Problem statement |
Could you put every line of the items below into a numbered list, leaving out any blank lines?

--- START Listed records ---

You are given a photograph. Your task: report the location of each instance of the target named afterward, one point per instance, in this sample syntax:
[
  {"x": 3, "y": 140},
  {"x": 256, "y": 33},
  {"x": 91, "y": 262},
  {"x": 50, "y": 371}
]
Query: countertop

--- END Listed records ---

Output below |
1. You are given a photograph. Your task: report the location of each instance of the target named afterward, one point per instance, in this sample syntax:
2. [
3.   {"x": 3, "y": 140},
4.   {"x": 256, "y": 33},
5.   {"x": 91, "y": 262},
6.   {"x": 50, "y": 371}
7. ]
8. Query: countertop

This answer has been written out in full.